→ Work to do
1 > In the readability post, rewrite the passage running from "Friday, September 9, 2011" to "and to others.", substituting "competence" for "intelligence".
2 > Continue the readability post from the point where it stops.

-- begin Quoted text --

Friday, September 9, 2011

Readability Counts

In 2006, psychologist Daniel Oppenheimer won an Ig Nobel Prize for his research paper "Consequences of Erudite Vernacular Utilized Irrespective of Necessity." He researched vocabulary used in everything from resumes to academic essays, and found that the easier the texts were to read, the higher the readers judged the author's intelligence. This included anything that made the text hard to read, including "big" words and even the font type used.

It helps me to remember that coding is explaining. And not just to the computer, but to yourself and to others.

The nice thing is that you don't have to write perfect code (which is impossible anyway). It just needs to be understandable to you and others. If you can write code simply so that everyone can understand it, then you will come across as a much better programmer than you otherwise would.

The cleaner your code becomes the more side-benefits you will also notice such as having less fatigue when working with it and having less bugs!

If you run the python prompt and enter:

    >>> import this

It will output "The Zen of Python" message by Tim Peters:

     Beautiful is better than ugly.
     Explicit is better than implicit.
     Simple is better than complex.
     Complex is better than complicated.
     Flat is better than nested.
     Sparse is better than dense.
     Readability counts.

-- end Quoted text --
-- begin Collected material --

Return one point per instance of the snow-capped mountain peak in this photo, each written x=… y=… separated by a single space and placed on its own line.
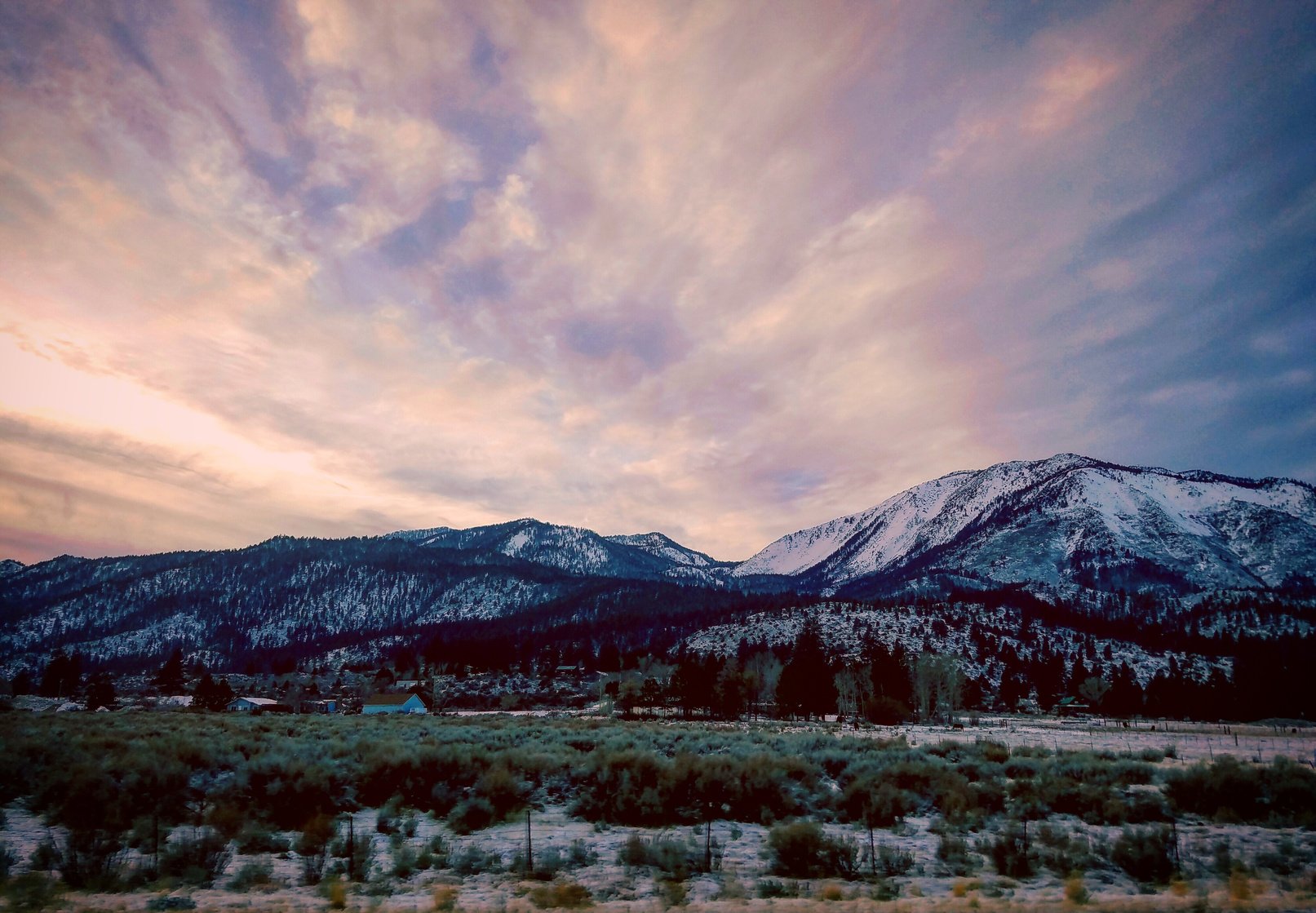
x=1069 y=521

-- end Collected material --

→ The replies
1 >
Friday, September 9, 2011

Readability Counts

In 2006, psychologist Daniel Oppenheimer won an Ig Nobel Prize for his research paper "Consequences of Erudite Vernacular Utilized Irrespective of Necessity." He researched vocabulary used in everything from resumes to academic essays, and found that the easier the texts were to read, the higher the readers judged the author's competence. This included anything that made the text hard to read, including "big" words and even the font type used.

It helps me to remember that coding is explaining. And not just to the computer, but to yourself and to others.

2 >
     Special cases aren't special enough to break the rules.
     Although practicality beats purity.
     Errors should never pass silently.
     Unless explicitly silenced.
     In the face of ambiguity, refuse the temptation to guess.
     There should be one-- and preferably only one --obvious way to do it.
     Although that way may not be obvious at first unless you're Dutch.
     Now is better than never.
     Although never is often better than *right* now.
     If the implementation is hard to explain, it's a bad idea.
     If the implementation is easy to explain, it may be a good idea.
     Namespaces are one honking great idea -- let's do more of those!


It's pretty sad that we still need to remind each other that readability counts (which was pointed out in the May of 2010 "Zen of Python" episode of the "From Podcast Import Python" podcast).

Sometimes the problem is that the code author has yet to read a book on how to write readable code.  But they are definitely out there.

A book written in the 1970's by Brian Kernighan, a little before I was even born, entitled "The Elements of Programming Style" spoke of how the best documentation for a computer program is a clean structure. It also helps if the code is well formatted--with good mnemonic identifiers and labels. And a smattering of enlightening comments.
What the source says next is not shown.